• GIVEN EXERCISE 1
Please rewrite all of the records below, replacing "Quickstart" with "Usage" and leaving everything else as it is.

Excellent review! I am still looking for something in the epic category. I have Albion One, which is great for "emotional" and sort of middle dynamic territory. And I've considered saving up for Metropolis Ark 1. I don't know what to do... AHHHHH!!! (Thanks again for your review!)


----------



## EanS (Jul 20, 2022)

jesussaddle said:


> Excellent review! I am still looking for something in the epic category. I have Albion One, which is great for "emotional" and sort of middle dynamic territory. And I've considered saving up for Metropolis Ark 1. I don't know what to do... AHHHHH!!! (Thanks again for your review!)


Majestica is quite limited in Articulations (5 to 7), and there'll always be the huge sound. I read someone not quite happy when they upgraded to 8W which is Majestica + Spot mics (not available now, don't know in the future) where even a spot mic soloed sounded "big", that's because you can't fit 60 Brass musicians in a living room. So beware that "epic" may wear you out pretty quickly and there you are, stuck. Price is great though.

I made a quick "out of the box" mockup from Bettelejuice exaggerating on the spot mics. Meaning turned off Mix and just used spots way up, plus Decca + Wide.

View attachment Beetlejuice2.mp3



Piano is Sampletekk' s Black Grand & Main Percussion is VSL's Kontakt stock library, the Timpani Tutti bridge is Majestica. I didn't use all Majestica percussion because it was too much and mapping was different. Only thing added in the mix is SSL Bus Comp, otherwise I'd be fighting with clipping all the time.

• RECORDS SHOWN
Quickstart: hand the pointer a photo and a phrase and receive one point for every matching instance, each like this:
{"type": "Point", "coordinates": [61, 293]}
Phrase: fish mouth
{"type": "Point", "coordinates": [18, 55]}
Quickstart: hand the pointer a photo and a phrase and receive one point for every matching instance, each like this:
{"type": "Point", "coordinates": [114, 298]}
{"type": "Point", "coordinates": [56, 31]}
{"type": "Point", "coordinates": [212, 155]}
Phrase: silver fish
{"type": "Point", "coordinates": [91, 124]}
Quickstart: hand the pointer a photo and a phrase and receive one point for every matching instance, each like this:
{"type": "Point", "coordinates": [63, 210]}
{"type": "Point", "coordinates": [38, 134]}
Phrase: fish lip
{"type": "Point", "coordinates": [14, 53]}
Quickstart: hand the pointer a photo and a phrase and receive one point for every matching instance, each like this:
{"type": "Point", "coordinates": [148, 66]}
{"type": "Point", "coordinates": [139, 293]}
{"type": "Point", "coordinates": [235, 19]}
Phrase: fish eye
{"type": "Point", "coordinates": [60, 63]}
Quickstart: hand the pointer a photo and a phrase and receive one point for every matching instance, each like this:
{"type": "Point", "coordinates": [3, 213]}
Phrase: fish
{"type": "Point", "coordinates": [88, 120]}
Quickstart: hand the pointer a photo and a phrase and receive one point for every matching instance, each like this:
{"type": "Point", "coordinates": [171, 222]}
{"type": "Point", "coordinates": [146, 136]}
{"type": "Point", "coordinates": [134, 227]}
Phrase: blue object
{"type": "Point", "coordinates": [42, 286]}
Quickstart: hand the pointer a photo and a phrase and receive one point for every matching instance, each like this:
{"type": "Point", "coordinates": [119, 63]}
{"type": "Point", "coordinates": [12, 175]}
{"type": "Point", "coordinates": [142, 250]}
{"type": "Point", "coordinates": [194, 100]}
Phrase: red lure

• GIVEN EXERCISE 2
Which microphone positions or mixes does the forum thread above name in describing the Beetlejuice mockup?

• WRITTEN ANSWER 1
Usage: hand the pointer a photo and a phrase and receive one point for every matching instance, each like this:
{"type": "Point", "coordinates": [61, 293]}
Phrase: fish mouth
{"type": "Point", "coordinates": [18, 55]}
Usage: hand the pointer a photo and a phrase and receive one point for every matching instance, each like this:
{"type": "Point", "coordinates": [114, 298]}
{"type": "Point", "coordinates": [56, 31]}
{"type": "Point", "coordinates": [212, 155]}
Phrase: silver fish
{"type": "Point", "coordinates": [91, 124]}
Usage: hand the pointer a photo and a phrase and receive one point for every matching instance, each like this:
{"type": "Point", "coordinates": [63, 210]}
{"type": "Point", "coordinates": [38, 134]}
Phrase: fish lip
{"type": "Point", "coordinates": [14, 53]}
Usage: hand the pointer a photo and a phrase and receive one point for every matching instance, each like this:
{"type": "Point", "coordinates": [148, 66]}
{"type": "Point", "coordinates": [139, 293]}
{"type": "Point", "coordinates": [235, 19]}
Phrase: fish eye
{"type": "Point", "coordinates": [60, 63]}
Usage: hand the pointer a photo and a phrase and receive one point for every matching instance, each like this:
{"type": "Point", "coordinates": [3, 213]}
Phrase: fish
{"type": "Point", "coordinates": [88, 120]}
Usage: hand the pointer a photo and a phrase and receive one point for every matching instance, each like this:
{"type": "Point", "coordinates": [171, 222]}
{"type": "Point", "coordinates": [146, 136]}
{"type": "Point", "coordinates": [134, 227]}
Phrase: blue object
{"type": "Point", "coordinates": [42, 286]}
Usage: hand the pointer a photo and a phrase and receive one point for every matching instance, each like this:
{"type": "Point", "coordinates": [119, 63]}
{"type": "Point", "coordinates": [12, 175]}
{"type": "Point", "coordinates": [142, 250]}
{"type": "Point", "coordinates": [194, 100]}
Phrase: red lure

• WRITTEN ANSWER 2
- Spot mics
- Mix
- Decca
- Wide